_Task item_.
What does the data read, word for word, from the line containing "Target: protective face mask" through its final line? Give those lines only.

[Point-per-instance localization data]
----
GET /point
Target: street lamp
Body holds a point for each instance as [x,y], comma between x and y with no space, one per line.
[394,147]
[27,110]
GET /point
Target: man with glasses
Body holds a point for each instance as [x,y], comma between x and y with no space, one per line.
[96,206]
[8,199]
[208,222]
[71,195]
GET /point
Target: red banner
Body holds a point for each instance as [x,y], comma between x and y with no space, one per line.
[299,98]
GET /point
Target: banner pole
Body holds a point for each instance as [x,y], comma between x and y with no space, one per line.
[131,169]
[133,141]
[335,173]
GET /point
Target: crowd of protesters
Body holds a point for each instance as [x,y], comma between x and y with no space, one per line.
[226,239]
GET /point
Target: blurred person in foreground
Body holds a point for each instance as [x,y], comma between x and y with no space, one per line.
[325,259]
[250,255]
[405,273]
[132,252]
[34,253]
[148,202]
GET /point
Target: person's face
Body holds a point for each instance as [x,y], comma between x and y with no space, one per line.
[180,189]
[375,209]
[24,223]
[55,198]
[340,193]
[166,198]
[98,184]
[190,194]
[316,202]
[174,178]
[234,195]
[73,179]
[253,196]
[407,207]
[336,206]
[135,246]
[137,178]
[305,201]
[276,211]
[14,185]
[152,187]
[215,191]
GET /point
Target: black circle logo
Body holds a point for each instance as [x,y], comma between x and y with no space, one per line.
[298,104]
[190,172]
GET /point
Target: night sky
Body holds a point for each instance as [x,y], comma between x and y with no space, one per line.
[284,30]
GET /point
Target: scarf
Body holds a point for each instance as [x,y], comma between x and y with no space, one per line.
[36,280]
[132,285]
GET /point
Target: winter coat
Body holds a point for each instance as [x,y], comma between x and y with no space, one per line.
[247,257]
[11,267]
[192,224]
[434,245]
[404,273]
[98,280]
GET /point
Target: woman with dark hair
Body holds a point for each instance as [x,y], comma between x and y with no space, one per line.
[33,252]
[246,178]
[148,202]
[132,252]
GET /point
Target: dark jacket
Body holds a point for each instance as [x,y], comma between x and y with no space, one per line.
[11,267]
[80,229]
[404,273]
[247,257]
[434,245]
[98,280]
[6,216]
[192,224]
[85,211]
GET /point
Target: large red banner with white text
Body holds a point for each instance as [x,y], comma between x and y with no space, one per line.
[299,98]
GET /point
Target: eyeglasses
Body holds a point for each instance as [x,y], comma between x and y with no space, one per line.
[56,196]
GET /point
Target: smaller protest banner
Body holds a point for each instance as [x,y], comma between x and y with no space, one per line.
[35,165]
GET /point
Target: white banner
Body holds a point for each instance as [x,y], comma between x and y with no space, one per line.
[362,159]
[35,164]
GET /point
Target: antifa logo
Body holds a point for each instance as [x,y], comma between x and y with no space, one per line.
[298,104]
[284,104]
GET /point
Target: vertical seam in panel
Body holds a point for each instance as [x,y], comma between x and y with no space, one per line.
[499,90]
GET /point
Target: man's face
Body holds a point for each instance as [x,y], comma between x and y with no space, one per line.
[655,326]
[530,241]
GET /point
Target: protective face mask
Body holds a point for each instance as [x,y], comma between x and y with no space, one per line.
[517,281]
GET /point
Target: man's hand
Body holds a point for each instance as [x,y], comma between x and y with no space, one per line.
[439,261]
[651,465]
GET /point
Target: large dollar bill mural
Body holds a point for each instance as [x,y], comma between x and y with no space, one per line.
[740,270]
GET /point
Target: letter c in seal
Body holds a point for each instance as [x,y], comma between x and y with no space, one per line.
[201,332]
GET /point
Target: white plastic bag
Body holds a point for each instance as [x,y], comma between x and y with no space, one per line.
----
_Exercise output_.
Target: protective face mask
Body holds a point for each instance as [x,y], comma between x and y with no space, one per line.
[517,281]
GET /point
Target: man's hand
Body holds a point for each instance as [x,y], comma between x and y with no space, one per line.
[439,261]
[651,465]
GET /point
Target: large dollar bill mural
Body holds a point for each instance as [x,y], comma between x and y with no space, one per line.
[740,270]
GET /point
Target: letter c in seal
Body holds a point for each instance as [x,y], comma between x and y with no space, one per line.
[201,332]
GET /point
Target: white plastic bag
Body holds a point for each instance as [x,y], comma between x and y with no space, one per line.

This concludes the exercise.